| AIM OF THE TASK |
Convert the rows from the line containing "[trace] every instance of the distant" through the line containing "POLYGON ((35 83, 38", both included, into a numbered list with blank lines left out. Give only those rows.

| DATA FOR THIS EXERCISE |

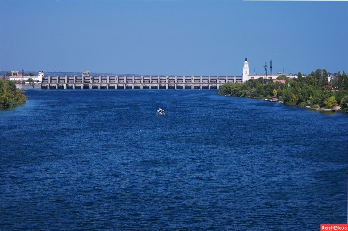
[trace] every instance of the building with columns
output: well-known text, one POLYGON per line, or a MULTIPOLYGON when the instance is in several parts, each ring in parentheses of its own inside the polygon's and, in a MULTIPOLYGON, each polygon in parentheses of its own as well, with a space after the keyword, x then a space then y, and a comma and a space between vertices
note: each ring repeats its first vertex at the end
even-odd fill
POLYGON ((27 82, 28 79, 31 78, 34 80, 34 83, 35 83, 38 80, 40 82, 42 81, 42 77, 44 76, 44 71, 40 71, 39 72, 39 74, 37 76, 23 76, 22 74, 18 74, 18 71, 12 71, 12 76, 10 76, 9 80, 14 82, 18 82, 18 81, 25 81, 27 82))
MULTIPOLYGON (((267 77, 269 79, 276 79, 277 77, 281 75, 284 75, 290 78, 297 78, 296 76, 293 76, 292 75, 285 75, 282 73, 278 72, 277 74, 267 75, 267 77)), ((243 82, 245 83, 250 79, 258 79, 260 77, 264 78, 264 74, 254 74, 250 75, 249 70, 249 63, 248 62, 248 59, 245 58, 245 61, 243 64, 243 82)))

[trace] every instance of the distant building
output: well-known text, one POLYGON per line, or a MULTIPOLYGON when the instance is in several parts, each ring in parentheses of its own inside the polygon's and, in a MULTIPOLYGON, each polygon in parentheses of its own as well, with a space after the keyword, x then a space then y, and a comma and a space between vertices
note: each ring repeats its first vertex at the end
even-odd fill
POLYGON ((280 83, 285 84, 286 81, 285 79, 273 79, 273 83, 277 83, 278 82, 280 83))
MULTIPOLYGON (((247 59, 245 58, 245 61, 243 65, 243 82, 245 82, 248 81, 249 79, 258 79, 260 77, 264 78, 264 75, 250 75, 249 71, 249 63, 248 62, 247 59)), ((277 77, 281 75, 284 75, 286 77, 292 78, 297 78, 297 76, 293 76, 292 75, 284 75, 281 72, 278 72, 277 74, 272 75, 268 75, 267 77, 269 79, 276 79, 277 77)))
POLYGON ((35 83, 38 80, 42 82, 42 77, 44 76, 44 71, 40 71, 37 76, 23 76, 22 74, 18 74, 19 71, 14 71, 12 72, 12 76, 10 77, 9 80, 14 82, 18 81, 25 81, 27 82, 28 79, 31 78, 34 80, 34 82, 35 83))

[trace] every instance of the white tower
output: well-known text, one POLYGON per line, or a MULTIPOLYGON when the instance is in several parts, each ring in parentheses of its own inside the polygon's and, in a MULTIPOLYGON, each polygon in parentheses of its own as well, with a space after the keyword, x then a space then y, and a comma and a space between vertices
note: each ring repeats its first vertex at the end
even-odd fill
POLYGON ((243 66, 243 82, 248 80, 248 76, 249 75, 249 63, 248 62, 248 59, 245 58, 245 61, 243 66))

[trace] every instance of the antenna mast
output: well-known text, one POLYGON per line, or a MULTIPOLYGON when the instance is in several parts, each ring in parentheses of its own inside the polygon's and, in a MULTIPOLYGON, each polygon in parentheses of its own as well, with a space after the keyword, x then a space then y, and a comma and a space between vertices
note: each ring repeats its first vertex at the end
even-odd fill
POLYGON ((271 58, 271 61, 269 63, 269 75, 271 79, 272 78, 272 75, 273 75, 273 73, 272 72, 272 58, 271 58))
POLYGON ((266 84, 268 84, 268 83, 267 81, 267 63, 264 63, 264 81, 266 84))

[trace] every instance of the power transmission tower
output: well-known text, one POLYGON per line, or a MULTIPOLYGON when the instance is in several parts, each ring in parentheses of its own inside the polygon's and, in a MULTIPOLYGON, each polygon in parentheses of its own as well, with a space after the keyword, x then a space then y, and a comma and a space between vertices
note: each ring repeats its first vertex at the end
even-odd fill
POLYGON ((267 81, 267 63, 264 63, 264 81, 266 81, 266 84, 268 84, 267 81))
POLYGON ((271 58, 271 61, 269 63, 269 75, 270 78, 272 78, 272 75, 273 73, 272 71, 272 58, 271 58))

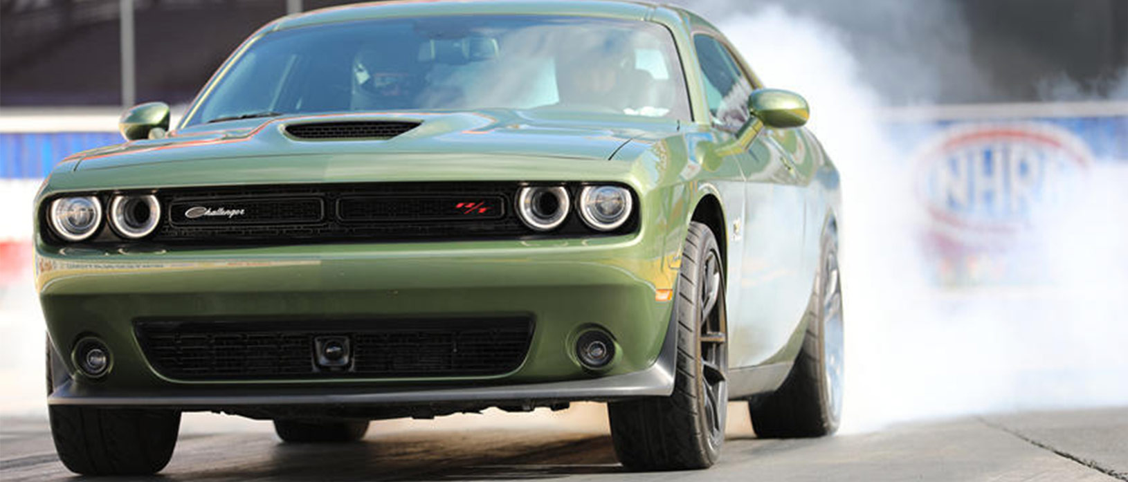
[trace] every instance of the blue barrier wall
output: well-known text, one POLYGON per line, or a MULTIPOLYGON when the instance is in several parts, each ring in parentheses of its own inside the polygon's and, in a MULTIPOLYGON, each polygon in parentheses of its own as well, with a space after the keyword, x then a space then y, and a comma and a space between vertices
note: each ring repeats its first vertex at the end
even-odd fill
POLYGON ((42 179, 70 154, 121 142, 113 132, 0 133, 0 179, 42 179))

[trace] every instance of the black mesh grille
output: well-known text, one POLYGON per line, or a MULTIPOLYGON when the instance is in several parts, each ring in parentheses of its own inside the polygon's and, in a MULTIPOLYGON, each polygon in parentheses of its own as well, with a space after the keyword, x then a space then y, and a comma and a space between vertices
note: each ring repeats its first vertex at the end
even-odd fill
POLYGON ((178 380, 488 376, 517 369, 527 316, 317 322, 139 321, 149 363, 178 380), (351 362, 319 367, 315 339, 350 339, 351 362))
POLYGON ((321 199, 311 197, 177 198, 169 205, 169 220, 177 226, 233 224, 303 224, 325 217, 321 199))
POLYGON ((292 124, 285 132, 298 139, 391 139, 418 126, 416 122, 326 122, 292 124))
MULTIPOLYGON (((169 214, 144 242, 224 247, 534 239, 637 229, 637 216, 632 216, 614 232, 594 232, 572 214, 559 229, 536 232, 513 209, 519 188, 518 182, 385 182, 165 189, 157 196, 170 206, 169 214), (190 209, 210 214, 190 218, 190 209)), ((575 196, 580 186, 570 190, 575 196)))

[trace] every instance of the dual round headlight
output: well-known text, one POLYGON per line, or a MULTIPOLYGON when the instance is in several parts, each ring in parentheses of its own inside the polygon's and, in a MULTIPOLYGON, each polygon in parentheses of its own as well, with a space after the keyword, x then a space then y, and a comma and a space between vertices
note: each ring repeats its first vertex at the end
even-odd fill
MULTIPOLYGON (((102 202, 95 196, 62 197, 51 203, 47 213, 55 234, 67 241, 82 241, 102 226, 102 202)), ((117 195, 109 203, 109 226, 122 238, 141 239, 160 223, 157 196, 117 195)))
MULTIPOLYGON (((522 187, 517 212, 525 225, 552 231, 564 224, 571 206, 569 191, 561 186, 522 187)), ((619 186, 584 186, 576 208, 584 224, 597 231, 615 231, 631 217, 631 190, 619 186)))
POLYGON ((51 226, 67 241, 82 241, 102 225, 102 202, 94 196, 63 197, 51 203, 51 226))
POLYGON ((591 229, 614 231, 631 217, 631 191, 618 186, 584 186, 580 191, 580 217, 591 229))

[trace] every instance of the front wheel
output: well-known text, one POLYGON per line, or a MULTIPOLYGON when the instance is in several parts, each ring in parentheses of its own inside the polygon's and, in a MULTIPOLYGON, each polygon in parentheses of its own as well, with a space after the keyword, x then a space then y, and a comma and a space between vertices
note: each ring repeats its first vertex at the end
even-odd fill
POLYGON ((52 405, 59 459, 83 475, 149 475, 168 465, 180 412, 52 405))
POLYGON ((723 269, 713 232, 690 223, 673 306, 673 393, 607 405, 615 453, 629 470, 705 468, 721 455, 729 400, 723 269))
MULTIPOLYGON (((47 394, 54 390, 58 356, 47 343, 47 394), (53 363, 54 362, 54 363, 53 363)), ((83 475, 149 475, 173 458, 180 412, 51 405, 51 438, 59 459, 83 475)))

---

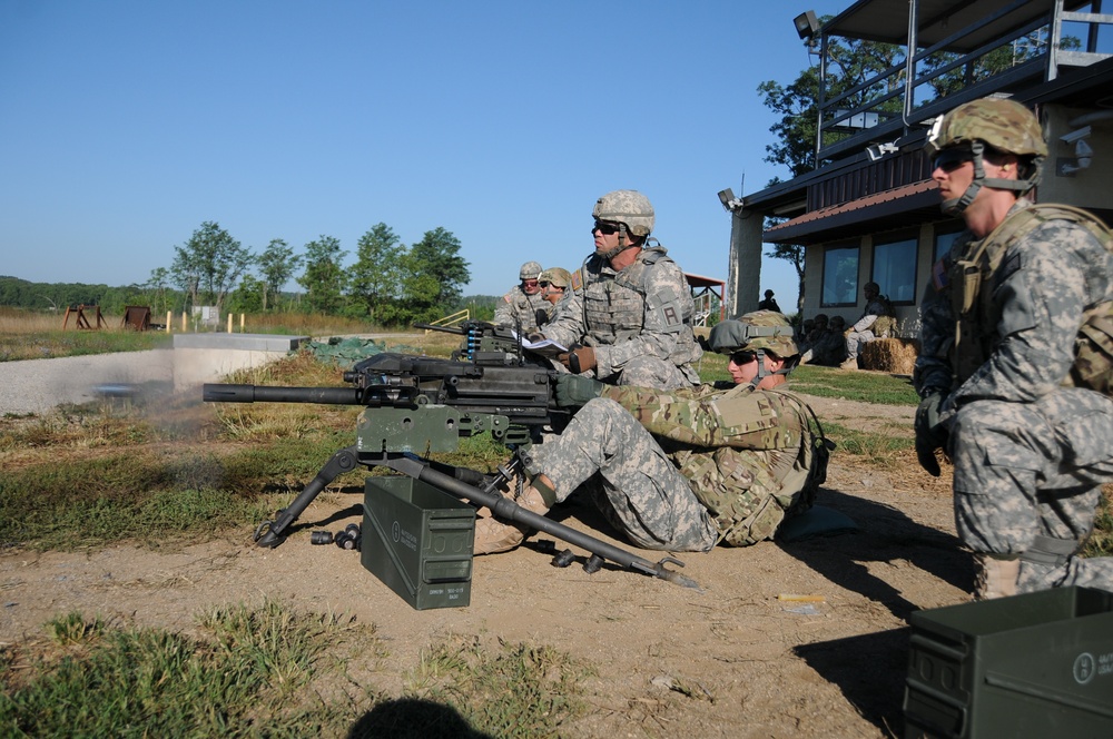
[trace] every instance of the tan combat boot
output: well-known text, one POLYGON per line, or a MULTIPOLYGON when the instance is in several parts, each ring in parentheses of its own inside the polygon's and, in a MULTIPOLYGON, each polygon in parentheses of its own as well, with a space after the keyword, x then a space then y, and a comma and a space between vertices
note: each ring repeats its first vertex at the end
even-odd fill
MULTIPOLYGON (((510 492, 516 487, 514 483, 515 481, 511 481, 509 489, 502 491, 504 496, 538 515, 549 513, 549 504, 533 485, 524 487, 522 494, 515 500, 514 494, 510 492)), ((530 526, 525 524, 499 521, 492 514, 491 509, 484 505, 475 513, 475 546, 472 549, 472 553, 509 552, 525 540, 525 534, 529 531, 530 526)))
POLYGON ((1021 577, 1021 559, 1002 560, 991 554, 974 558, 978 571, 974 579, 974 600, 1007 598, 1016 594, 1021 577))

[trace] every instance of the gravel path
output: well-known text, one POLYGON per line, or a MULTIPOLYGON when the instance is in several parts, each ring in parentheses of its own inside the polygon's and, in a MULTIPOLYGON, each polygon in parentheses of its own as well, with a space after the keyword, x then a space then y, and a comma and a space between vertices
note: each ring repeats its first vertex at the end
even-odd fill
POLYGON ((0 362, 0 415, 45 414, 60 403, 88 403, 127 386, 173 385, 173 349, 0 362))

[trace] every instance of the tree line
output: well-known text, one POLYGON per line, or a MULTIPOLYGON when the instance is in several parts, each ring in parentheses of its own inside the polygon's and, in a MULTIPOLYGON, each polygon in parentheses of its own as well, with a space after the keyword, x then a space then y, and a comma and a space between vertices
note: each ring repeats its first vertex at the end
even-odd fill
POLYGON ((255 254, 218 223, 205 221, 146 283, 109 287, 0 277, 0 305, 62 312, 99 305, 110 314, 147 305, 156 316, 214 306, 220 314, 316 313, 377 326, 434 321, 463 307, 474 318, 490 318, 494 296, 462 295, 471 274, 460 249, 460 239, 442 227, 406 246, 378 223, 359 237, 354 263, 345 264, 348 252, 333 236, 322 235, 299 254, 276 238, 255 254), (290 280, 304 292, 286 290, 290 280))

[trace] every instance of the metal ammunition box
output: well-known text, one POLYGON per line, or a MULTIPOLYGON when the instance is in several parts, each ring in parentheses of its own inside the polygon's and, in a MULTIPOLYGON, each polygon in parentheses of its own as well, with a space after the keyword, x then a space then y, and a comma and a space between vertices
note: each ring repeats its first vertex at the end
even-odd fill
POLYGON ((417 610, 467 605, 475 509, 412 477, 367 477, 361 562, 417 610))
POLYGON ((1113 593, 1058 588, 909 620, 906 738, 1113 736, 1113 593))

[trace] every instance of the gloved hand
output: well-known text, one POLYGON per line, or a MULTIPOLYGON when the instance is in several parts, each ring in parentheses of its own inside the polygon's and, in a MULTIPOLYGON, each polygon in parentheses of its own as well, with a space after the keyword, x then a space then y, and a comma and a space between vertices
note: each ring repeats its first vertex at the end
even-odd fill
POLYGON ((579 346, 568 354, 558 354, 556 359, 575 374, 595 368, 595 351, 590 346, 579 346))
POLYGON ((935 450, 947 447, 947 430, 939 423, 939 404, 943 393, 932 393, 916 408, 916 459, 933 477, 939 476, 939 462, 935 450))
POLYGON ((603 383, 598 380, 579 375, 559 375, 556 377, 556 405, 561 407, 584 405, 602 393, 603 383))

| EXERCISE RESPONSE |
1. [trace] every instance of the distant building
2. output: well-known text, one POLYGON per line, or a MULTIPOLYGON when the instance is in several parts, each ring in parentheses of its own inside the polygon's and, in a MULTIPOLYGON, each polygon in parentheses of its own as well, with a space after the keyword, x then a space then y, and a comma and a space between vertices
3. note: each ring repeats its first vertex at the end
4. even-odd fill
5. POLYGON ((280 83, 285 84, 286 81, 285 79, 273 79, 273 83, 277 83, 278 82, 280 83))
6. MULTIPOLYGON (((247 59, 245 58, 245 61, 243 65, 243 82, 245 82, 248 81, 249 79, 258 79, 260 77, 264 78, 264 75, 250 75, 249 71, 249 63, 248 62, 247 59)), ((277 77, 281 75, 284 75, 286 77, 292 78, 297 78, 297 76, 293 76, 292 75, 284 75, 281 72, 278 72, 277 74, 272 75, 268 75, 267 77, 269 79, 276 79, 277 77)))
7. POLYGON ((35 83, 38 80, 42 82, 42 77, 44 76, 44 71, 40 71, 37 76, 23 76, 22 74, 18 74, 19 71, 14 71, 12 72, 12 76, 10 77, 9 80, 14 82, 18 81, 25 81, 27 82, 28 79, 31 78, 34 80, 34 82, 35 83))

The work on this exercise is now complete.